Exercise prompt ▸
Pull out each line of the data below that contains the string "blurred", matching case exactly.

(Rows from a pointing dataset)
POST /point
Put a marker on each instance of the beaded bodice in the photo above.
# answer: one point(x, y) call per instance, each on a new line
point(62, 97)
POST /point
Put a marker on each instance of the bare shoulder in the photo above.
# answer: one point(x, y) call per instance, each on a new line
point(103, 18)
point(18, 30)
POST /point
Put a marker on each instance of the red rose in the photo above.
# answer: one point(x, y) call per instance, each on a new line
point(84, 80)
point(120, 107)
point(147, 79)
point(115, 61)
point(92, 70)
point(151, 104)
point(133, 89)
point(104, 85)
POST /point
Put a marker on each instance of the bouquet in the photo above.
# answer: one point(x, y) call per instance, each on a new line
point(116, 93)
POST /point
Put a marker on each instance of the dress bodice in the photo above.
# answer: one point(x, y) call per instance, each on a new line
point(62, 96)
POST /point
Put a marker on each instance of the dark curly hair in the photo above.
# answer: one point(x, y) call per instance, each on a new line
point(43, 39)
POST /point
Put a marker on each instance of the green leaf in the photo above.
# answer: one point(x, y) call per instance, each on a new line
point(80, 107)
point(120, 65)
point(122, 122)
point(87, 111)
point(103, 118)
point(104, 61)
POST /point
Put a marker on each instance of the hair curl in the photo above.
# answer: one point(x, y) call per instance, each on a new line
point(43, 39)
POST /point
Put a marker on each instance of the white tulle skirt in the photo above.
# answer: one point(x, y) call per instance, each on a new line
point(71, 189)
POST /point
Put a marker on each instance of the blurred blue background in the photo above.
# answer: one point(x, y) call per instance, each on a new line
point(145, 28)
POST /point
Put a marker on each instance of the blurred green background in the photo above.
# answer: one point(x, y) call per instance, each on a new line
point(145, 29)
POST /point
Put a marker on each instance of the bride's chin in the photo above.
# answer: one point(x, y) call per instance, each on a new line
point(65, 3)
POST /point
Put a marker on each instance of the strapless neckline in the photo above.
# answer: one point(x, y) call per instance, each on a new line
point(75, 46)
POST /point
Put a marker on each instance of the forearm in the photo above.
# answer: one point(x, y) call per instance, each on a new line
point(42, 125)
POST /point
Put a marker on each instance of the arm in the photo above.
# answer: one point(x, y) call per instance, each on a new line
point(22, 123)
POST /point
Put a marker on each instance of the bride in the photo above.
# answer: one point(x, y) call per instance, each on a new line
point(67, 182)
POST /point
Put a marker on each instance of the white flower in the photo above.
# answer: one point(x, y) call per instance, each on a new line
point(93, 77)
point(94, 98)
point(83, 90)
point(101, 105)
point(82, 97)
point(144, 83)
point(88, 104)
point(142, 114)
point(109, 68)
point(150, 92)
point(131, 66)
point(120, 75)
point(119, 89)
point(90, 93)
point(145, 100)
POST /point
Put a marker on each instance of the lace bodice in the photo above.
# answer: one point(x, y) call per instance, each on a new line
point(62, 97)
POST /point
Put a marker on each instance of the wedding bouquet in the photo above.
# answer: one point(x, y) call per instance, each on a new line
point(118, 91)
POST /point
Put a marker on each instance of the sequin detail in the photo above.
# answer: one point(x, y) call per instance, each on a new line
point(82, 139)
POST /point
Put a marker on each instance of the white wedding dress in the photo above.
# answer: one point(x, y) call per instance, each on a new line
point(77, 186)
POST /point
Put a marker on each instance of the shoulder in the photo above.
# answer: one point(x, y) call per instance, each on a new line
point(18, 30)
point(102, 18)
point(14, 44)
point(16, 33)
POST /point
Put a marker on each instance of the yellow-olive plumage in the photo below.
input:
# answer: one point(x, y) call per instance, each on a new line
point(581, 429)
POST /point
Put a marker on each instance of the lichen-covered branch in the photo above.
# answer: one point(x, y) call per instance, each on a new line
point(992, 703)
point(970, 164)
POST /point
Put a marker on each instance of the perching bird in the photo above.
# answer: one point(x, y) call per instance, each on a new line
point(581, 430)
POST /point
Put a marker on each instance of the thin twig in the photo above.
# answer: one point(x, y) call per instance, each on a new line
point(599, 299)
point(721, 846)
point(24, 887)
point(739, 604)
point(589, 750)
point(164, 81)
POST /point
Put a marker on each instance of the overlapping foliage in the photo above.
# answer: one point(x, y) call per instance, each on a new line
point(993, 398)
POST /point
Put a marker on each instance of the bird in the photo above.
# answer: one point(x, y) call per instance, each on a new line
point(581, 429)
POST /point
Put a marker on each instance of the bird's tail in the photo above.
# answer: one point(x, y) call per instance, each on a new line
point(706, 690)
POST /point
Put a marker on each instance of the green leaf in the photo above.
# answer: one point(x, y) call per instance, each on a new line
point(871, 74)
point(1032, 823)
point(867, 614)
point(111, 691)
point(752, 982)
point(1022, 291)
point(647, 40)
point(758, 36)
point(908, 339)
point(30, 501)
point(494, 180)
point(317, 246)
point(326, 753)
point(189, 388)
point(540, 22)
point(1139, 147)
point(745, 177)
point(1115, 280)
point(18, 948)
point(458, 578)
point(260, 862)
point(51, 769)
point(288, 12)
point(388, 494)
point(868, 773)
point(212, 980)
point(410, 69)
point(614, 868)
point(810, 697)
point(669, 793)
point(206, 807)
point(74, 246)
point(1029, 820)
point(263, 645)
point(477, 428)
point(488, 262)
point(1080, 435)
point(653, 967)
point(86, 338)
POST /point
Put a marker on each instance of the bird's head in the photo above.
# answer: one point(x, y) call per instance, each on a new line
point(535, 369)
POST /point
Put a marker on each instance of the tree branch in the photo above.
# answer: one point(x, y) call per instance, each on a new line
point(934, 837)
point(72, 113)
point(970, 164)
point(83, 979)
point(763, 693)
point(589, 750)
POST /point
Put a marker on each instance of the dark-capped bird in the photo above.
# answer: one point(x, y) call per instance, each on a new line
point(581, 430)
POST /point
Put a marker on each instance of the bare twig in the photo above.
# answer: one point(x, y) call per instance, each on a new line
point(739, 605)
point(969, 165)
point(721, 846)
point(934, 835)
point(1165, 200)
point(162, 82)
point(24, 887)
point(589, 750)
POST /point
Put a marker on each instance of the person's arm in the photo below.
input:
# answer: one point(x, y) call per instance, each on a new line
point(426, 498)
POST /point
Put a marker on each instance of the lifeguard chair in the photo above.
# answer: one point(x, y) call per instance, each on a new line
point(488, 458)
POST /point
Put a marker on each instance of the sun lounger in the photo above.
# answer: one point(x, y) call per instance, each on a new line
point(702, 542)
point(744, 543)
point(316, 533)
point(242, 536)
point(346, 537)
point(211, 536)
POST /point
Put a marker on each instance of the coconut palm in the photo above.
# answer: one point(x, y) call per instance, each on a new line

Response ▸
Put a marker on each instance of the blurred blue background in the photo above.
Put a marker on each instance of the blurred green background in the photo above.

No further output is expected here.